* **Your goal**: Would you write out the entries below, every one of them, exactly?

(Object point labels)
+ + + + + + +
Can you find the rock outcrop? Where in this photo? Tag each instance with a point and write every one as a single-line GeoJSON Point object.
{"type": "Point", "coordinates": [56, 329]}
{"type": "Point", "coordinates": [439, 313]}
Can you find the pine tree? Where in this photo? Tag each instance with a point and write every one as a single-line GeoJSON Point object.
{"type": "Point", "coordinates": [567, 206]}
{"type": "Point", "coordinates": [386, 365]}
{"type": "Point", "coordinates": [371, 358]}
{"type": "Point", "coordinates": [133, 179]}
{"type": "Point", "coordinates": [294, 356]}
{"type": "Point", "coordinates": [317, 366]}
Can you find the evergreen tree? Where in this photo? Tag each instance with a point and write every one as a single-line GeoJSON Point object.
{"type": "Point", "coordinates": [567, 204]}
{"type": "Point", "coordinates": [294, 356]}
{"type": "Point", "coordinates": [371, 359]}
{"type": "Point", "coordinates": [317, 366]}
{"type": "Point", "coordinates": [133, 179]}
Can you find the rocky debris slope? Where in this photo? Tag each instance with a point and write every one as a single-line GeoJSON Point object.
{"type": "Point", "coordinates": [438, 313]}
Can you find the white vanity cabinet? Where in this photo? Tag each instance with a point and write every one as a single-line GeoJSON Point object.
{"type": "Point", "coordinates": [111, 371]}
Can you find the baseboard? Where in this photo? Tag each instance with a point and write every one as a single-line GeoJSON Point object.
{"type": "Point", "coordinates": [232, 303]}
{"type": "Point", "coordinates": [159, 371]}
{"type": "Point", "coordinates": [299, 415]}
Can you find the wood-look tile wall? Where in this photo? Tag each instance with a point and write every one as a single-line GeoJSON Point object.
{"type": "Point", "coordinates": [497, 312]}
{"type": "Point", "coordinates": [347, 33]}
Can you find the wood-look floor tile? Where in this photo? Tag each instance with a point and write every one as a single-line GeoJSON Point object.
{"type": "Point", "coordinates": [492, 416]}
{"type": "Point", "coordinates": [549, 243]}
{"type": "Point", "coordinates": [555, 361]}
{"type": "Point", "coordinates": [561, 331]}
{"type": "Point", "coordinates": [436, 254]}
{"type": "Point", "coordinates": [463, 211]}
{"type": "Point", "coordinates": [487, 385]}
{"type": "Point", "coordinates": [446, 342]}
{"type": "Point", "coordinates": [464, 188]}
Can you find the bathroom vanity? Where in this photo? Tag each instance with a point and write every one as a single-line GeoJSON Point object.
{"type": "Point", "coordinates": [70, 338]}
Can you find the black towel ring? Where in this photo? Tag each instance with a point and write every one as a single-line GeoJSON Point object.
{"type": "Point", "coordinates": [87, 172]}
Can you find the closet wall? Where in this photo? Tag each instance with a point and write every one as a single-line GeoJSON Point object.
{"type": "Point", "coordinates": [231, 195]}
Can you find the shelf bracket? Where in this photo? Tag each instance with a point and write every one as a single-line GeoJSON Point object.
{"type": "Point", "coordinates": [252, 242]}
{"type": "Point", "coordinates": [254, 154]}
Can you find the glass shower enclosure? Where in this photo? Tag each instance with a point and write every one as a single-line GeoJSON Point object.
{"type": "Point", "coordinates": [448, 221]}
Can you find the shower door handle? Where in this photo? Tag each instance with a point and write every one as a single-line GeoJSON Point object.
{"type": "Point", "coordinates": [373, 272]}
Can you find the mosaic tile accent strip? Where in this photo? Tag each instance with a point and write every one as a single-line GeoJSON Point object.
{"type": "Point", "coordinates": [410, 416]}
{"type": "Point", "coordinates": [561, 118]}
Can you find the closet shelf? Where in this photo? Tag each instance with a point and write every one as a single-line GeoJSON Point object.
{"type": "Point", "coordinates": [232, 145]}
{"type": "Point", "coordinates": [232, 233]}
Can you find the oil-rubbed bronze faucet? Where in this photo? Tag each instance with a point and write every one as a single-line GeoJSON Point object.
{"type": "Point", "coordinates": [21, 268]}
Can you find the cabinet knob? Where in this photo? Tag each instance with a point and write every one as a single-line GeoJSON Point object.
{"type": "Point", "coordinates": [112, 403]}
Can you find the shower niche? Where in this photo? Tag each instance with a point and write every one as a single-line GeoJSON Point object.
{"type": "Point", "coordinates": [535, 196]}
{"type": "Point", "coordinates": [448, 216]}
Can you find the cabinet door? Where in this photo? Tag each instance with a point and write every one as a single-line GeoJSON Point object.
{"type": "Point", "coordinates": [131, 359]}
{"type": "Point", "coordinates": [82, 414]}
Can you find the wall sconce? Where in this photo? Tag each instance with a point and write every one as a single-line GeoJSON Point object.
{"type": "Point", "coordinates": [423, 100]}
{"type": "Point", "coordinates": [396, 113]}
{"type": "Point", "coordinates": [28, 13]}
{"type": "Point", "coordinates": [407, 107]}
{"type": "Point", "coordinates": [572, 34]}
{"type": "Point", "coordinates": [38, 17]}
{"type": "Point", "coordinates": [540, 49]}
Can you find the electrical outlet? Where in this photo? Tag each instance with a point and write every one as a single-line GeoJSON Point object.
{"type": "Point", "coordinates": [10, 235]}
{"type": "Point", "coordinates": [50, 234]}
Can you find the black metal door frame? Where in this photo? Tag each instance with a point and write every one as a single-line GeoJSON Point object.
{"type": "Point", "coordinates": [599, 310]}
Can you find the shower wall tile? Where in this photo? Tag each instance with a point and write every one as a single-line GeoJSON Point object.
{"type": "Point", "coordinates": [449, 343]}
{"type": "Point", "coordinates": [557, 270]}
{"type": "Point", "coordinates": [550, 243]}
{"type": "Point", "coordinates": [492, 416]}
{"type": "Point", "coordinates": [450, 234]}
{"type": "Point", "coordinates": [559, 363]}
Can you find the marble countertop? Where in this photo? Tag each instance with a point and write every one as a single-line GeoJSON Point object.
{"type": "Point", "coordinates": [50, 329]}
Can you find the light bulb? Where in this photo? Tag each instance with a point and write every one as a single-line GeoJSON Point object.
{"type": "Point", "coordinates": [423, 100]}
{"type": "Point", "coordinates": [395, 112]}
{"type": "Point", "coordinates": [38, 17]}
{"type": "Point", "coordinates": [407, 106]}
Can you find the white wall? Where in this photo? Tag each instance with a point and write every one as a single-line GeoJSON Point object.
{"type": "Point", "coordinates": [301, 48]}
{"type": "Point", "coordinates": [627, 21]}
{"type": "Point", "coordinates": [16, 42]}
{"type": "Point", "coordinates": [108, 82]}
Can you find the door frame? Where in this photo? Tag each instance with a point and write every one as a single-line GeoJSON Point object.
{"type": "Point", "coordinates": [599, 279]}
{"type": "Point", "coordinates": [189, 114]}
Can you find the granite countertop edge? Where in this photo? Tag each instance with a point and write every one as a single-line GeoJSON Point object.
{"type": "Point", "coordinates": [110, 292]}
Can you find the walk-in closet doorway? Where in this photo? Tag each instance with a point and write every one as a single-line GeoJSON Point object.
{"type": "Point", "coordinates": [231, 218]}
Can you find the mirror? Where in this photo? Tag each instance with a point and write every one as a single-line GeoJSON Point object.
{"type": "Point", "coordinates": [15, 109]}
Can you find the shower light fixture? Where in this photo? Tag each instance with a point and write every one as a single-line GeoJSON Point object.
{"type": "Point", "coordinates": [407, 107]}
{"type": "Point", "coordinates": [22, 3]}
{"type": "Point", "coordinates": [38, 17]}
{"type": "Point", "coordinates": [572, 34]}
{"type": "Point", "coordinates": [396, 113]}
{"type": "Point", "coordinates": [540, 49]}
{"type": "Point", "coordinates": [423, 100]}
+ + + + + + +
* **Answer to this exercise**:
Can you find the rock outcrop? Where in this photo? Tag each instance with a point and write every one as a single-line GeoJSON Point object.
{"type": "Point", "coordinates": [56, 329]}
{"type": "Point", "coordinates": [439, 313]}
Can you find the pine tree? Where in this photo? Tag each instance with a point and write every one as a single-line GeoJSON Point object.
{"type": "Point", "coordinates": [567, 206]}
{"type": "Point", "coordinates": [386, 365]}
{"type": "Point", "coordinates": [371, 358]}
{"type": "Point", "coordinates": [133, 179]}
{"type": "Point", "coordinates": [294, 356]}
{"type": "Point", "coordinates": [317, 366]}
Can you find the evergreen tree? Where in this photo? Tag each instance with a point and write every one as a single-line GeoJSON Point object.
{"type": "Point", "coordinates": [567, 204]}
{"type": "Point", "coordinates": [294, 356]}
{"type": "Point", "coordinates": [371, 359]}
{"type": "Point", "coordinates": [317, 366]}
{"type": "Point", "coordinates": [133, 179]}
Can you find the rocky debris slope? Where in this photo? Tag each instance with a point and write every one as a single-line GeoJSON Point object.
{"type": "Point", "coordinates": [438, 313]}
Can you find the white vanity cabinet? Where in this photo? Tag each instance with a point and write every one as a single-line GeoJSON Point object.
{"type": "Point", "coordinates": [111, 371]}
Can you find the baseboard? Where in this photo? Tag each instance with a point and write every one as a single-line GeoJSON Point object.
{"type": "Point", "coordinates": [232, 303]}
{"type": "Point", "coordinates": [159, 371]}
{"type": "Point", "coordinates": [299, 415]}
Can you find the wood-look tile wall? Where in this photo? Tag each instance with a point and write every one as a single-line GeoJSON Point object.
{"type": "Point", "coordinates": [497, 312]}
{"type": "Point", "coordinates": [347, 33]}
Can you find the wood-look floor tile? Where in this photo? Tag each instance with a point and write every one as a single-line GeoJSON Point object.
{"type": "Point", "coordinates": [492, 416]}
{"type": "Point", "coordinates": [549, 243]}
{"type": "Point", "coordinates": [555, 361]}
{"type": "Point", "coordinates": [561, 331]}
{"type": "Point", "coordinates": [436, 254]}
{"type": "Point", "coordinates": [463, 211]}
{"type": "Point", "coordinates": [487, 385]}
{"type": "Point", "coordinates": [446, 342]}
{"type": "Point", "coordinates": [464, 188]}
Can you find the bathroom vanity? Where in this photo? Tag each instance with a point and write every one as a single-line GeoJSON Point object.
{"type": "Point", "coordinates": [70, 338]}
Can you find the black towel ring? Where in this photo? Tag each instance with a point and write every one as a single-line GeoJSON Point object.
{"type": "Point", "coordinates": [87, 172]}
Can you find the closet wall? Where in this photo? Tag each instance with a point and write every one as a single-line GeoJSON Point object.
{"type": "Point", "coordinates": [231, 195]}
Can you find the shelf bracket? Where in this photo? Tag each instance with a point and write every one as a single-line GeoJSON Point object.
{"type": "Point", "coordinates": [252, 242]}
{"type": "Point", "coordinates": [254, 154]}
Can you find the glass shower enclosure? Where in this photo? Tag each instance with a point and write every one as a single-line GeoJSON Point object.
{"type": "Point", "coordinates": [448, 221]}
Can you find the shower door handle? Where in this photo? Tag each instance with a point and write every one as a single-line GeoJSON Point object.
{"type": "Point", "coordinates": [373, 272]}
Can you find the mosaic tile accent strip? Where in this photo? Tag each instance with a point and write every one as a single-line GeoJSON Point object.
{"type": "Point", "coordinates": [410, 416]}
{"type": "Point", "coordinates": [561, 118]}
Can you find the closet shelf? Where in this photo? Tag each instance with a point and write every one as a single-line GeoJSON Point object.
{"type": "Point", "coordinates": [232, 145]}
{"type": "Point", "coordinates": [232, 233]}
Can you find the oil-rubbed bronze faucet? Where in this photo? Tag each instance with a point and write every one as a single-line GeoJSON Point object.
{"type": "Point", "coordinates": [21, 268]}
Can you find the cabinet knob? Where in this photo? Tag each instance with a point and write every one as a single-line GeoJSON Point object.
{"type": "Point", "coordinates": [112, 403]}
Can you find the shower niche? Where in this photo? Tag each instance with a point and write every one as a single-line GeoJSON Point object.
{"type": "Point", "coordinates": [535, 196]}
{"type": "Point", "coordinates": [448, 216]}
Can you find the cabinet door? Where in this photo? Tag each instance with a point and write every one as a single-line GeoJSON Point object.
{"type": "Point", "coordinates": [131, 359]}
{"type": "Point", "coordinates": [82, 414]}
Can you find the wall sconce? Where in this photo? Tag each instance with a point and write every one as a single-line GeoJSON Point object.
{"type": "Point", "coordinates": [423, 100]}
{"type": "Point", "coordinates": [396, 113]}
{"type": "Point", "coordinates": [28, 13]}
{"type": "Point", "coordinates": [407, 107]}
{"type": "Point", "coordinates": [572, 34]}
{"type": "Point", "coordinates": [38, 17]}
{"type": "Point", "coordinates": [540, 49]}
Can you find the electrical outlet? Where in this photo? Tag each instance with a point and write every one as a single-line GeoJSON Point object.
{"type": "Point", "coordinates": [10, 235]}
{"type": "Point", "coordinates": [50, 234]}
Can you find the black metal door frame? Where in this photo? Tag each instance with a point and write every one as a single-line GeoJSON Point object.
{"type": "Point", "coordinates": [599, 310]}
Can you find the shower wall tile? Where in this photo? Tag each instance with a point and write every one as a single-line GeoJSON Point object.
{"type": "Point", "coordinates": [449, 343]}
{"type": "Point", "coordinates": [557, 270]}
{"type": "Point", "coordinates": [550, 243]}
{"type": "Point", "coordinates": [492, 416]}
{"type": "Point", "coordinates": [450, 234]}
{"type": "Point", "coordinates": [559, 363]}
Can you find the marble countertop? Where in this photo? Tag each instance with a point and write every one as a single-line GeoJSON Point object.
{"type": "Point", "coordinates": [50, 329]}
Can you find the light bulb? Where in this photo? Tag each instance with a point and write every one as a single-line GeoJSON Point object.
{"type": "Point", "coordinates": [423, 100]}
{"type": "Point", "coordinates": [395, 112]}
{"type": "Point", "coordinates": [38, 17]}
{"type": "Point", "coordinates": [407, 106]}
Can you find the white wall? Where in this photo? Tag each instance with a point and write every one as a single-line GeoJSON Point object.
{"type": "Point", "coordinates": [301, 48]}
{"type": "Point", "coordinates": [627, 21]}
{"type": "Point", "coordinates": [16, 42]}
{"type": "Point", "coordinates": [108, 82]}
Can you find the door frame? Where in this photo? Tag each instance with a point and write every one as a single-line GeoJSON Point object.
{"type": "Point", "coordinates": [599, 279]}
{"type": "Point", "coordinates": [189, 114]}
Can you find the granite countertop edge? Where in this photo? Tag each instance with a point and write every one as a single-line GeoJSON Point object.
{"type": "Point", "coordinates": [110, 292]}
Can you find the walk-in closet doorway? Where in this photo? Tag each instance with a point and write every one as a single-line GeoJSON Point object.
{"type": "Point", "coordinates": [231, 218]}
Can you find the mirror? Where in this photo? Tag each instance with a point and write every one as a single-line GeoJSON Point object.
{"type": "Point", "coordinates": [15, 109]}
Can you find the shower light fixture? Where in this photo? Tag each instance with a point and write every one as a single-line GeoJSON Point object.
{"type": "Point", "coordinates": [407, 107]}
{"type": "Point", "coordinates": [22, 3]}
{"type": "Point", "coordinates": [38, 17]}
{"type": "Point", "coordinates": [572, 34]}
{"type": "Point", "coordinates": [396, 113]}
{"type": "Point", "coordinates": [540, 49]}
{"type": "Point", "coordinates": [423, 100]}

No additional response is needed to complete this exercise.